- DIRECTIONS -
Which lines should be extracted from the data below? Copy them verbatim, starting at the line containing "Expected content: soccer cleat." and continuing through the line containing "43 80 67 99", including both.

============

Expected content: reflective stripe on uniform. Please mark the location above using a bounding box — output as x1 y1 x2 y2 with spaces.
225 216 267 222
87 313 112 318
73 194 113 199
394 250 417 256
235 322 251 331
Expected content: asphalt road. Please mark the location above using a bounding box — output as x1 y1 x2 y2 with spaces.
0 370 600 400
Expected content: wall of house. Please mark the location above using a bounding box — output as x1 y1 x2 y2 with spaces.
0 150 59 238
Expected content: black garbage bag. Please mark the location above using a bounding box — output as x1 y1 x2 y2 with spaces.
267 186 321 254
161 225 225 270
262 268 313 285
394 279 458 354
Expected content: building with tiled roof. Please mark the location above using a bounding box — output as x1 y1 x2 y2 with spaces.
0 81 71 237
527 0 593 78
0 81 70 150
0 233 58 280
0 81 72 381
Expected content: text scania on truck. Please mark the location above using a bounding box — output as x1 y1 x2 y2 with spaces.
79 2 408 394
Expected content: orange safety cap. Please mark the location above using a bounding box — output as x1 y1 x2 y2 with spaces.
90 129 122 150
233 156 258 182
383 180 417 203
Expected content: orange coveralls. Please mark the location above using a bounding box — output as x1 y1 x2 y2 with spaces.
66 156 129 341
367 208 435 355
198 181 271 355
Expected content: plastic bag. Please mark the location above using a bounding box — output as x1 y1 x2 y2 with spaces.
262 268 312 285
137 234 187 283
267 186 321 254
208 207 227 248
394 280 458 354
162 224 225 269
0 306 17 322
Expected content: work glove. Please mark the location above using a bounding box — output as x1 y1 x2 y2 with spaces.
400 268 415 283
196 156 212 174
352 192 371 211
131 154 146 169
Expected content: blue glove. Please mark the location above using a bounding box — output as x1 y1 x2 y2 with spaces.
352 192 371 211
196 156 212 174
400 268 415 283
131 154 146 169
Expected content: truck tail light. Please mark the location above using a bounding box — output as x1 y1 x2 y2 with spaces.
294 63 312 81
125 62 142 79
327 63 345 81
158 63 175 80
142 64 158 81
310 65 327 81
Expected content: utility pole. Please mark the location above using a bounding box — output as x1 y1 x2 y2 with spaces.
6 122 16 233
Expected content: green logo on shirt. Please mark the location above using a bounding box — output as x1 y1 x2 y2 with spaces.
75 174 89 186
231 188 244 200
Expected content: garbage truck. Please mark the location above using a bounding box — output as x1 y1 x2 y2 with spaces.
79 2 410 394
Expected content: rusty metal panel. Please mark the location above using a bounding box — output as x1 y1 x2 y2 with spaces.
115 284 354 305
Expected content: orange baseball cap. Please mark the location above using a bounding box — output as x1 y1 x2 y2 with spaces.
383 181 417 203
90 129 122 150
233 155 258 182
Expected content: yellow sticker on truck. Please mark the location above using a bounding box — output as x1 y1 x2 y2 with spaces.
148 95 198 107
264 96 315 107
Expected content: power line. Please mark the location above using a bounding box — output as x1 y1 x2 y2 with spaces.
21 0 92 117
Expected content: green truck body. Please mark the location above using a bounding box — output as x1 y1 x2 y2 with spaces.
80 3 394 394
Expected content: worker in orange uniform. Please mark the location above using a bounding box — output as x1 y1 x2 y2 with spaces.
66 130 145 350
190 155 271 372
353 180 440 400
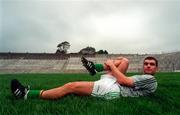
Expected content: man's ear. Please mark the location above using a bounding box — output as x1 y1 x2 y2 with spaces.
156 67 159 72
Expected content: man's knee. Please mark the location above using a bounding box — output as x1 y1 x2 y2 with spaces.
64 82 79 92
122 58 129 64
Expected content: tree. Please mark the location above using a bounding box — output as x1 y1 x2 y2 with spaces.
79 46 96 54
96 50 108 54
56 41 70 54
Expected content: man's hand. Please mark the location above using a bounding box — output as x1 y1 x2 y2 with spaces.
104 59 114 68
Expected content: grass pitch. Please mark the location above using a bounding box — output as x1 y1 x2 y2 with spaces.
0 73 180 115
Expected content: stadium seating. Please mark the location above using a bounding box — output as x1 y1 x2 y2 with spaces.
0 52 180 73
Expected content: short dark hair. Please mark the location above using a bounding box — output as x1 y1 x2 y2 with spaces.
144 56 158 67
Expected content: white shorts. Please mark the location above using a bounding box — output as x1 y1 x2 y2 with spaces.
91 74 120 99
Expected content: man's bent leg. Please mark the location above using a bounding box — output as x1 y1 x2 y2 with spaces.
118 58 129 74
40 82 94 99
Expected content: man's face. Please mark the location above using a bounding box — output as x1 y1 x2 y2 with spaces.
143 59 158 75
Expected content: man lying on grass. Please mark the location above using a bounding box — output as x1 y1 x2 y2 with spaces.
11 57 158 100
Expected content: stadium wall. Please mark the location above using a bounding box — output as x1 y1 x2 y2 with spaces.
0 52 180 73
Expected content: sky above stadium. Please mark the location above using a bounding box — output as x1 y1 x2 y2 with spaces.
0 0 180 54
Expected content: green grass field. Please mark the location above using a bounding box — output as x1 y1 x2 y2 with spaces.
0 73 180 115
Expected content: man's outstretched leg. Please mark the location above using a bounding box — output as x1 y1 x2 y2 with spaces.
11 80 94 99
81 57 129 75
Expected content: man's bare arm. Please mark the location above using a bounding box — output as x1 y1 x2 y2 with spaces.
106 60 134 87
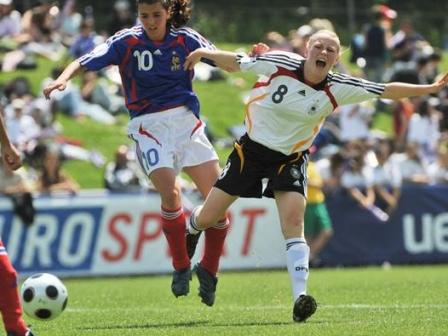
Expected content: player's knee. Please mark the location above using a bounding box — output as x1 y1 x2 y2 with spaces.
196 210 219 229
282 220 304 239
160 189 181 209
0 257 17 284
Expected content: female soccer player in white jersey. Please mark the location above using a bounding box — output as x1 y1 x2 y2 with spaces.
185 31 448 322
44 0 228 305
0 116 33 336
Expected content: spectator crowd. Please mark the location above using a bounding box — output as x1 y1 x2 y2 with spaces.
0 0 448 234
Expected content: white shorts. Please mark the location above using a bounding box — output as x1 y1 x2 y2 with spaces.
128 106 218 176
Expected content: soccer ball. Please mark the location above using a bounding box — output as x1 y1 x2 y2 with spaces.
20 273 68 321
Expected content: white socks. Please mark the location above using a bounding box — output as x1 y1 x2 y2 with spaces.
285 238 310 301
187 205 202 235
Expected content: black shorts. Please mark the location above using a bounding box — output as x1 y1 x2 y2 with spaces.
215 134 309 198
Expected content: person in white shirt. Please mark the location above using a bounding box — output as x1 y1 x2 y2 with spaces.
338 101 375 142
0 0 21 41
184 30 448 322
373 139 401 214
428 140 448 184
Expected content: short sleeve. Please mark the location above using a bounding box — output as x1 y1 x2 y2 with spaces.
331 73 385 105
78 35 124 71
236 51 302 76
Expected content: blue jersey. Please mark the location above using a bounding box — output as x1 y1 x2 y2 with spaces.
78 26 215 118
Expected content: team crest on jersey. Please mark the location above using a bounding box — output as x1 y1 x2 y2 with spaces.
289 167 300 180
171 54 180 71
308 100 319 115
218 161 230 180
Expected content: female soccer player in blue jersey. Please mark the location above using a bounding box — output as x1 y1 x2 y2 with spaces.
0 116 33 336
185 30 448 322
44 0 228 305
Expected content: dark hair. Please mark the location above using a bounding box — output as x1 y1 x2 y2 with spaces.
137 0 191 28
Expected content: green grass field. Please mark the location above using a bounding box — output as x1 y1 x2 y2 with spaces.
0 44 448 188
27 266 448 336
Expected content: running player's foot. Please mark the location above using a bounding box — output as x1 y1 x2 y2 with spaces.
185 206 202 260
292 295 317 322
171 268 191 297
6 328 35 336
185 231 202 260
194 263 218 307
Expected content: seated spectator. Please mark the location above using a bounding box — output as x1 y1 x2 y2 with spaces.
391 142 429 184
57 0 82 46
0 160 32 195
263 31 291 51
0 0 21 50
428 140 448 184
341 153 375 209
107 0 136 36
6 98 40 150
42 68 116 125
337 101 375 142
407 99 442 163
69 20 96 58
81 71 126 115
0 160 36 226
36 144 80 193
316 152 346 193
104 145 147 192
373 140 401 214
304 161 333 266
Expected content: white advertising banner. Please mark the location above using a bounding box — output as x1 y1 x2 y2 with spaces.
0 192 285 276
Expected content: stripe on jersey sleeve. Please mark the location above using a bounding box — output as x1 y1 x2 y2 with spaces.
256 53 301 70
170 27 216 49
331 73 385 95
78 26 143 65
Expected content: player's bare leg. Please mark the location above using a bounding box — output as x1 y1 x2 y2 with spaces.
275 191 317 322
150 168 191 297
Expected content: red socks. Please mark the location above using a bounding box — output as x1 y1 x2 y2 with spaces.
201 218 229 276
0 252 28 335
162 207 190 270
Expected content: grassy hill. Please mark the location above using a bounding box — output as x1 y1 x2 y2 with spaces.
0 44 448 188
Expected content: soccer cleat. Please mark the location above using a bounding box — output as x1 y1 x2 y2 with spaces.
185 231 202 260
171 268 191 297
194 263 218 307
6 329 35 336
292 295 317 322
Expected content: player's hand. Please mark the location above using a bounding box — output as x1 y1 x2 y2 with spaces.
249 42 271 57
2 145 22 170
184 49 204 71
433 72 448 93
43 80 67 99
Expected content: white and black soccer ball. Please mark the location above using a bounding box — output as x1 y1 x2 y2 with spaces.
20 273 68 321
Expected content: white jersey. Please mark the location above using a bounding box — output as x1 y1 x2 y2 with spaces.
236 51 384 155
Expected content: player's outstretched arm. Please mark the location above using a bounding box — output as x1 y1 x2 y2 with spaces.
43 61 82 99
0 116 22 170
184 48 240 72
381 73 448 99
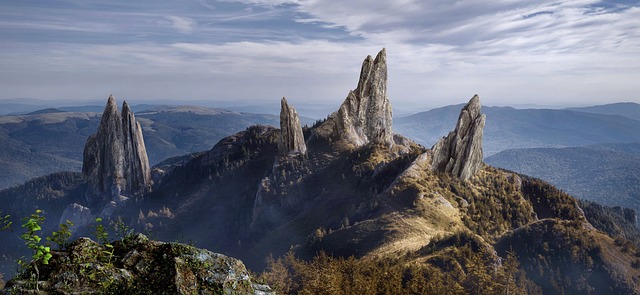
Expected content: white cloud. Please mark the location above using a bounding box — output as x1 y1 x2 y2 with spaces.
0 0 640 106
165 15 197 34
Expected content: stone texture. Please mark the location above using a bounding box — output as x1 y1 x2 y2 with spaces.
317 49 393 146
431 95 486 180
59 203 95 233
82 96 151 205
0 234 273 294
278 97 307 156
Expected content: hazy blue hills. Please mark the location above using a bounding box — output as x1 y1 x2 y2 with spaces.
485 143 640 215
0 105 282 189
567 102 640 120
393 105 640 156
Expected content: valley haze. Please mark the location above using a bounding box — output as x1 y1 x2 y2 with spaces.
0 0 640 110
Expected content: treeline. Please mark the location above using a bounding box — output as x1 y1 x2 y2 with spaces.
261 246 541 295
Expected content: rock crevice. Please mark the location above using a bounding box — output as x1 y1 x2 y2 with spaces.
278 97 307 156
316 49 393 146
431 95 486 180
82 96 151 206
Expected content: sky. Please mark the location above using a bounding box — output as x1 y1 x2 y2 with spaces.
0 0 640 110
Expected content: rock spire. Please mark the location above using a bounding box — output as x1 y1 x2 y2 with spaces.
318 48 393 146
278 97 307 156
82 95 151 205
431 94 486 180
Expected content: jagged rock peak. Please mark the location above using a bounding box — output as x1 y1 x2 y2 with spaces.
82 95 151 205
278 97 307 156
318 48 393 146
431 94 486 180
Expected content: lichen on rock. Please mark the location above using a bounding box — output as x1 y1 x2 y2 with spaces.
0 234 272 295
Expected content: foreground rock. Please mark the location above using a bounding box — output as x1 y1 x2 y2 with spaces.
431 95 486 180
317 49 393 146
0 234 271 294
82 96 151 206
278 97 307 156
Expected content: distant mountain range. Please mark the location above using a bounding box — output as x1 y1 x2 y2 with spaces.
0 103 640 188
0 49 640 294
393 103 640 156
0 106 296 189
567 102 640 120
485 143 640 211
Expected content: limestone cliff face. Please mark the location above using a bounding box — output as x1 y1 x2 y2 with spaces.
431 95 486 180
278 97 307 156
316 49 393 146
82 96 151 205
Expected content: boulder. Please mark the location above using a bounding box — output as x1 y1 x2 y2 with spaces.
0 234 273 295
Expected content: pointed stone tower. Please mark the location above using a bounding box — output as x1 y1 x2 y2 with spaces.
278 97 307 156
82 96 151 206
431 94 486 180
316 48 393 146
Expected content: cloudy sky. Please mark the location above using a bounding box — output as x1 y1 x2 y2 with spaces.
0 0 640 108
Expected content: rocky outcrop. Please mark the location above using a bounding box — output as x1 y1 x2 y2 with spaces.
431 95 486 180
58 203 95 233
82 96 151 205
278 97 307 156
0 234 273 295
316 49 393 146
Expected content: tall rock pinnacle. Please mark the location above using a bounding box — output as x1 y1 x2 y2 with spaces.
431 94 486 180
278 97 307 156
82 96 151 205
318 48 393 146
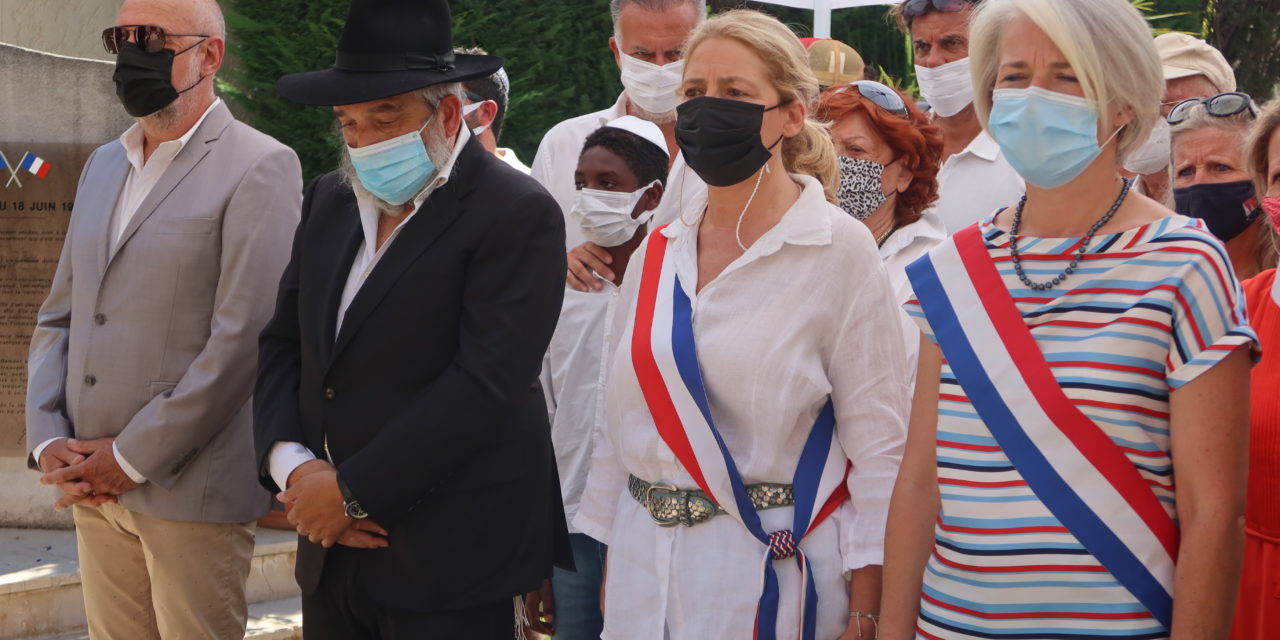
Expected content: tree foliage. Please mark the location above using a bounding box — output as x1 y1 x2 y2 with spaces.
1204 0 1280 101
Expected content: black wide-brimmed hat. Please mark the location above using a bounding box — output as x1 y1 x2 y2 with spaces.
275 0 502 106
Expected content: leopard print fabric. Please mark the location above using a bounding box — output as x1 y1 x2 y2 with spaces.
836 156 888 220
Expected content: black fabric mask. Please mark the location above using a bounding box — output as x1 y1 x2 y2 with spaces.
676 96 790 187
111 41 205 118
1174 180 1262 242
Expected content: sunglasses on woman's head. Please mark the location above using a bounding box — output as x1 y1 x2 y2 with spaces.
1166 91 1258 124
836 81 906 118
902 0 978 18
102 24 209 54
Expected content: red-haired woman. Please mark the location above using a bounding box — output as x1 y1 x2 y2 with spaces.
817 81 947 372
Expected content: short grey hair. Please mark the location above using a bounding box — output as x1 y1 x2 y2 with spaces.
969 0 1165 159
609 0 707 37
192 0 227 40
1169 100 1260 143
413 82 462 109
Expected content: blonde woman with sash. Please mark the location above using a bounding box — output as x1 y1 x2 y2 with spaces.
575 12 909 640
882 0 1257 640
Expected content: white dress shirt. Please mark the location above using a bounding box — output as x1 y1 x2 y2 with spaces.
31 97 223 484
916 129 1027 234
494 147 531 175
540 276 621 534
529 92 707 250
575 175 909 640
266 127 471 492
881 210 947 373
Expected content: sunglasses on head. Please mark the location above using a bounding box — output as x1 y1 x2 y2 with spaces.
1166 91 1258 124
102 24 209 54
902 0 977 18
836 81 908 118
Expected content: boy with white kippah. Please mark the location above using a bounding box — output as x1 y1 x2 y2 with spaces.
526 115 668 640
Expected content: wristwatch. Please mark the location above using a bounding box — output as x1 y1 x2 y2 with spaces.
337 475 369 520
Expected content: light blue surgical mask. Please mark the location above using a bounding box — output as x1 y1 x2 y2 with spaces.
347 114 435 205
987 87 1120 189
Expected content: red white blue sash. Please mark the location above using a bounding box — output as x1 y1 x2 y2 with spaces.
631 228 850 640
906 225 1178 628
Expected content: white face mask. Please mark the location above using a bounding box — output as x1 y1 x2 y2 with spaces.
915 58 973 118
1124 118 1171 175
462 102 493 136
570 180 658 247
620 54 685 115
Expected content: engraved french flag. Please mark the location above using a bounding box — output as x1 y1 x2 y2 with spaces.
18 151 51 178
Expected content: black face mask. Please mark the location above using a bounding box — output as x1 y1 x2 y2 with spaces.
1174 180 1262 242
111 41 205 118
676 96 790 187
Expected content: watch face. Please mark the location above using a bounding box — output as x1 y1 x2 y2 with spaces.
347 500 369 520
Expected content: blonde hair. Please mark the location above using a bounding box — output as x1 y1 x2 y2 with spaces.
1244 99 1280 266
969 0 1165 160
685 9 840 202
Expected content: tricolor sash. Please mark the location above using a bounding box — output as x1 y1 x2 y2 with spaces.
631 228 850 640
906 225 1178 628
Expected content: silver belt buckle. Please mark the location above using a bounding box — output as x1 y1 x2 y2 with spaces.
644 483 689 527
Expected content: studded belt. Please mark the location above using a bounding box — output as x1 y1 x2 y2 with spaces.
627 476 796 526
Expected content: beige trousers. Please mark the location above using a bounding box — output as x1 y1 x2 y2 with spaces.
74 504 253 640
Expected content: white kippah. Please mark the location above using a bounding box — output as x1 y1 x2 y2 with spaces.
605 115 669 155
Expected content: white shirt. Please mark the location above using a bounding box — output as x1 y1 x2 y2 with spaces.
575 175 909 640
881 210 947 373
266 127 471 492
539 276 621 534
530 92 707 250
931 129 1027 236
494 147 531 175
31 97 223 484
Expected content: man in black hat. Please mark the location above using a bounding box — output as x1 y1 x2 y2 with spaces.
255 0 566 640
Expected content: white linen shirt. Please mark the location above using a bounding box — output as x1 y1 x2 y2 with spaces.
31 97 223 484
575 175 909 640
881 210 947 373
530 92 707 250
539 276 621 534
916 129 1027 232
266 127 471 492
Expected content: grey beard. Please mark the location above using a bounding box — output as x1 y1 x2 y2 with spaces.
338 117 453 216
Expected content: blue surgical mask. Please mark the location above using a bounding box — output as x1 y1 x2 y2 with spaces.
987 87 1120 189
347 114 435 205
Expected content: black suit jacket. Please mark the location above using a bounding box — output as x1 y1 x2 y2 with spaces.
253 138 571 611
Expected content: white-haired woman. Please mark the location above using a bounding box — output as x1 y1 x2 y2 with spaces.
1169 91 1276 280
882 0 1257 640
575 6 909 640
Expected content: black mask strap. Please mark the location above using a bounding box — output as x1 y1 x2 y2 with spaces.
173 38 209 58
762 97 795 112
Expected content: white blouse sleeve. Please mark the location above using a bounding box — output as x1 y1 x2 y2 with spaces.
573 238 649 544
829 258 910 571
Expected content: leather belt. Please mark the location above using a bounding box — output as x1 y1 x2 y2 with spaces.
627 476 796 526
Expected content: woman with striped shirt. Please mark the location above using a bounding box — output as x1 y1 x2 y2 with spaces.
882 0 1257 640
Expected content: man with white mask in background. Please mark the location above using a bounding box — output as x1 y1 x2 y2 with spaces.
531 0 707 291
453 47 529 175
890 0 1024 234
525 115 669 640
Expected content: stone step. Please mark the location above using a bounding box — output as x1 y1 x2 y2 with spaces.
0 527 302 640
33 595 302 640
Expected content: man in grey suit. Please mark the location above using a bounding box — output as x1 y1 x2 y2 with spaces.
27 0 302 640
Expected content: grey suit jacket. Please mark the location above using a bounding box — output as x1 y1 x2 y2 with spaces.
27 105 302 522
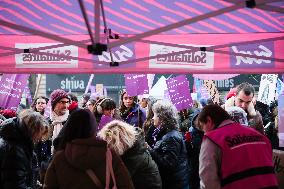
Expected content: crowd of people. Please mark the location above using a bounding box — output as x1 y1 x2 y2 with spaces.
0 83 283 189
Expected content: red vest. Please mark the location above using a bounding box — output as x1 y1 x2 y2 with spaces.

============

- REPLY -
Expected content: soccer cleat. Please mark the location above using a bounding box — output as x1 y1 x2 y2 with spaces.
185 231 202 260
171 268 191 297
194 263 218 307
6 329 35 336
292 295 317 322
Expected content: player's hand. Please mark the location above using a bounding box — output as x1 y1 x2 y2 with spaces.
249 42 271 57
2 145 22 170
184 49 204 71
433 72 448 93
43 80 67 99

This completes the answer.